--- Begin ---
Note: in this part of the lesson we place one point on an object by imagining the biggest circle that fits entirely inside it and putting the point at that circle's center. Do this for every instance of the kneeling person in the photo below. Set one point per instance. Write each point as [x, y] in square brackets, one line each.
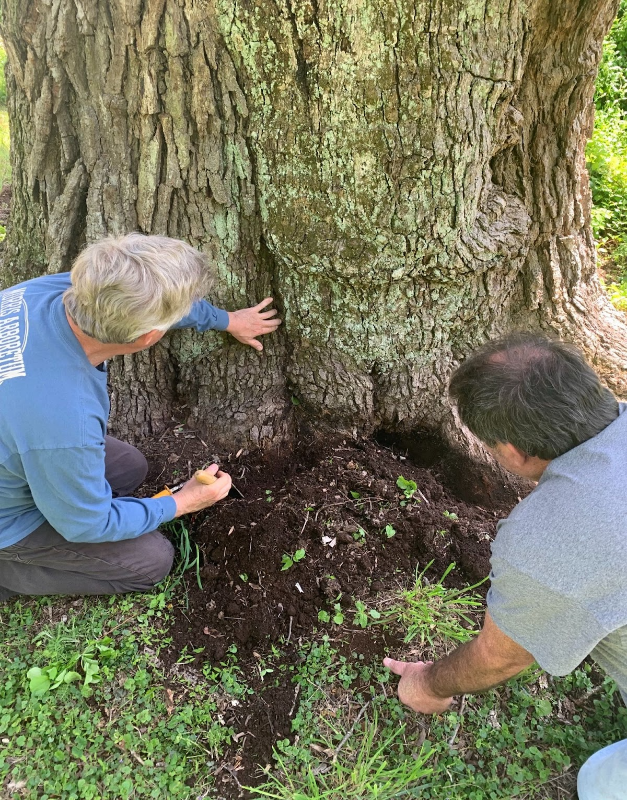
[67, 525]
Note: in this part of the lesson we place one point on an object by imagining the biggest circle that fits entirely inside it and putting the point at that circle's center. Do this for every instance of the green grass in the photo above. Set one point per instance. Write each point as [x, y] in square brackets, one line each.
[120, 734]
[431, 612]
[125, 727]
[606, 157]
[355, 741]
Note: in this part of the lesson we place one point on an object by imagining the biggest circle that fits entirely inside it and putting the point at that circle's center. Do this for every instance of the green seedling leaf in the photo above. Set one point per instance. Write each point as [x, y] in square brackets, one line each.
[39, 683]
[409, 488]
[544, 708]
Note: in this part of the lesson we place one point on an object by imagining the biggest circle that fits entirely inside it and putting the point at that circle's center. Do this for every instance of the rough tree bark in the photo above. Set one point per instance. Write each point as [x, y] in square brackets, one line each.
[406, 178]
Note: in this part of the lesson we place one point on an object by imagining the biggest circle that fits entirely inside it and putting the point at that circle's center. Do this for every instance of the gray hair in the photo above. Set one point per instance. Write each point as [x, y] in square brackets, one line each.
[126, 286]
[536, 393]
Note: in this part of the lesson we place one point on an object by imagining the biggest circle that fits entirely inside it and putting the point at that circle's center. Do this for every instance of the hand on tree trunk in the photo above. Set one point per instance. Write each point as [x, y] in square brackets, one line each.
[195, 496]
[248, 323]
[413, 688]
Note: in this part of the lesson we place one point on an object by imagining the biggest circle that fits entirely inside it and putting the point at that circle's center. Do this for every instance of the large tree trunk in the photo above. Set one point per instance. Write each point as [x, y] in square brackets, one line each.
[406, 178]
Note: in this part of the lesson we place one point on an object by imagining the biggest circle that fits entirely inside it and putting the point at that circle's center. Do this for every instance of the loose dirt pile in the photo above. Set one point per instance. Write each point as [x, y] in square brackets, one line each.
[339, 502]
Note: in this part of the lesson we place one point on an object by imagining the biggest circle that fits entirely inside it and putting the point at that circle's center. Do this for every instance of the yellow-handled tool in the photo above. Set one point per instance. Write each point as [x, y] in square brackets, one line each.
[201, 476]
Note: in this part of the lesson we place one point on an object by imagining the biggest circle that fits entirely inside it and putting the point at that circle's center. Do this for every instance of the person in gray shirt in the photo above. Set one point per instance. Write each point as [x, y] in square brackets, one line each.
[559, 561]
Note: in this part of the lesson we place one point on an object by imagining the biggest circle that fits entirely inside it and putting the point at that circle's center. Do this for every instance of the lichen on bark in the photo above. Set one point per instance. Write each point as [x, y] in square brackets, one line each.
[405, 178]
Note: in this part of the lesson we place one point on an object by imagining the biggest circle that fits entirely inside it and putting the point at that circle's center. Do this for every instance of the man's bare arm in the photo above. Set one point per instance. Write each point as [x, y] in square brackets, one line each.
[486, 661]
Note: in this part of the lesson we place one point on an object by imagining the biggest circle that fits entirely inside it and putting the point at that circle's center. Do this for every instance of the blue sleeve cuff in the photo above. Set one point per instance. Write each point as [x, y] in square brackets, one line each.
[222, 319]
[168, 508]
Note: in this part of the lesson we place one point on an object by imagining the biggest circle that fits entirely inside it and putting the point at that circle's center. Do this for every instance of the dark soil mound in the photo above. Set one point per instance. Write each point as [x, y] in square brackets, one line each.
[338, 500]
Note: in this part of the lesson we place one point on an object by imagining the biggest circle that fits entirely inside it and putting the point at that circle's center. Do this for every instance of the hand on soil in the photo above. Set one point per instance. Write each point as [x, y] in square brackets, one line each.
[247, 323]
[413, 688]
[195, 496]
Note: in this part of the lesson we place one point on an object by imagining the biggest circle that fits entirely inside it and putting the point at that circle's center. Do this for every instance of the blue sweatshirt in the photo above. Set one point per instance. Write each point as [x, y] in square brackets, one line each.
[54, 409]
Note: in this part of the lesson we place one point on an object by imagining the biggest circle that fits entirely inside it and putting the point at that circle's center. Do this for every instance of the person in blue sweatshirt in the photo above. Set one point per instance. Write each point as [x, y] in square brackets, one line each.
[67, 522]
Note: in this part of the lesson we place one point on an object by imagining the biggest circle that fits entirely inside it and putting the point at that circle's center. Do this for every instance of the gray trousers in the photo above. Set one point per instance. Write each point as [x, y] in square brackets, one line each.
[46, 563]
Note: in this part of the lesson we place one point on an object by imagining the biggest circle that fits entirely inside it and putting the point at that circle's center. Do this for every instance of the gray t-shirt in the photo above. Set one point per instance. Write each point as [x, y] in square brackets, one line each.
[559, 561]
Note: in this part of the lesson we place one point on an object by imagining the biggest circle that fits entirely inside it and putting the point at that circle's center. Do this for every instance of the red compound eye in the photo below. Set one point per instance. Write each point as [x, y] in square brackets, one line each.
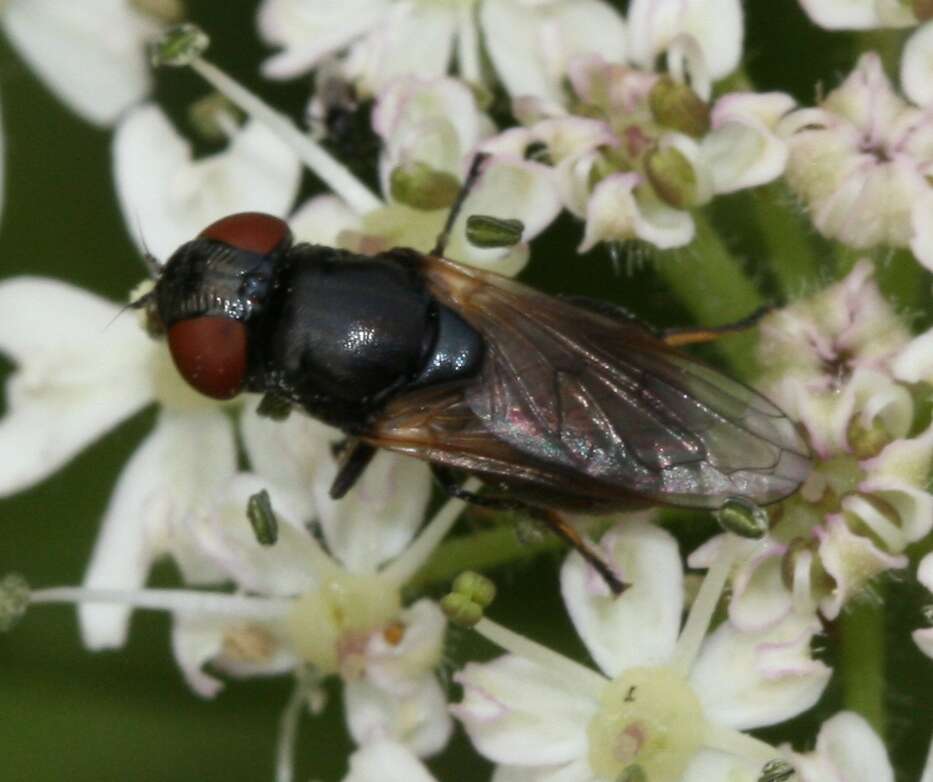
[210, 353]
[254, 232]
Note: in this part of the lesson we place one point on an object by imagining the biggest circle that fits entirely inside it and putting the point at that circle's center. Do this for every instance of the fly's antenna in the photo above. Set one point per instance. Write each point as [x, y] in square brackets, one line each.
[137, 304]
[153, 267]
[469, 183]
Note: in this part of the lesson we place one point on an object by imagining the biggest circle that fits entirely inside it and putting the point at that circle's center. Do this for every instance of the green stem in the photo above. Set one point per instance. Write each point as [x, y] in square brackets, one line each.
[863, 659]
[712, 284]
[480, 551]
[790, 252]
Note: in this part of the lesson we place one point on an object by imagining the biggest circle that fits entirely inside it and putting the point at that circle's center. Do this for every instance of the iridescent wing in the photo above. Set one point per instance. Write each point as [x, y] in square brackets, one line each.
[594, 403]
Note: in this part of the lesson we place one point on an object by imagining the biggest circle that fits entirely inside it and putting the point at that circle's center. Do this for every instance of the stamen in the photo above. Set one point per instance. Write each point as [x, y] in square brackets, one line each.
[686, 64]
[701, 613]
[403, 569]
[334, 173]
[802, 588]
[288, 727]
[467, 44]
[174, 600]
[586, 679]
--- End ---
--- Begin ---
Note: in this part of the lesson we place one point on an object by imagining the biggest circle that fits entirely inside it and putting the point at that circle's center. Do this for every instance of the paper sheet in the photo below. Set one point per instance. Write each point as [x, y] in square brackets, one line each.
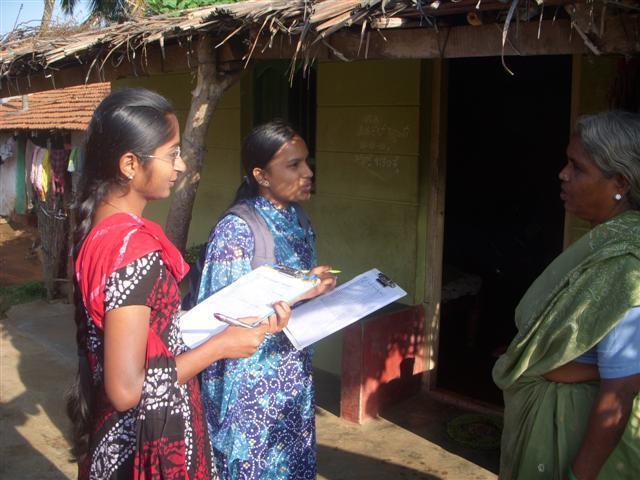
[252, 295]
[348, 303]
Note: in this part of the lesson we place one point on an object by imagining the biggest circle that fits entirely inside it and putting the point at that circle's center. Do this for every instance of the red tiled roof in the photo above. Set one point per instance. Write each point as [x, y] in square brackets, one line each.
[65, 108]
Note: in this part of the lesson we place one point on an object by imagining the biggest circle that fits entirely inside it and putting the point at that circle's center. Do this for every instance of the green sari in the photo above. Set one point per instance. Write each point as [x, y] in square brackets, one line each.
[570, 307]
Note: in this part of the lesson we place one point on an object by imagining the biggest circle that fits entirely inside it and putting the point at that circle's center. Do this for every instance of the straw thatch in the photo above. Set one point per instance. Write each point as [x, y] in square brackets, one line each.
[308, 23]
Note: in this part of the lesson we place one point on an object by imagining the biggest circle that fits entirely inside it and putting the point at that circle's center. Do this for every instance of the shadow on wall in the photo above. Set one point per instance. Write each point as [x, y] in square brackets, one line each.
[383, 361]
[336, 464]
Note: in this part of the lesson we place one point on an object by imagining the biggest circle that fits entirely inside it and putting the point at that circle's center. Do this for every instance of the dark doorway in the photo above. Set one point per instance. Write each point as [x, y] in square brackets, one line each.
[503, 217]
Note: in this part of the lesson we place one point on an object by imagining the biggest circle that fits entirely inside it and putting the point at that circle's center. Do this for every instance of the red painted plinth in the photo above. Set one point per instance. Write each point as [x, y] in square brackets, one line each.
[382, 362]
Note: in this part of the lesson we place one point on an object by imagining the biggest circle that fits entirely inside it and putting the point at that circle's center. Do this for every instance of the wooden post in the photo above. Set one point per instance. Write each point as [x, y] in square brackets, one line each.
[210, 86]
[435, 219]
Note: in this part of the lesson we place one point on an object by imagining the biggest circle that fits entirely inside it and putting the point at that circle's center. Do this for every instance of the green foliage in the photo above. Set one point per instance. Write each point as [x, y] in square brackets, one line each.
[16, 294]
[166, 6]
--- End ---
**Work instructions:** Which lines in the rows above contain the string "kneeling", matching case? Pick out each one and copy it in full.

**Finished answer:**
Note: in this part of the lesson we place one point on an object by imagining the biggest circle that fits entirely inside it and putting the point at that circle's center. Do this for every instance of the kneeling person in the photo below. Set one point per instance. Write each point as [x, y] in square brackets, one line each.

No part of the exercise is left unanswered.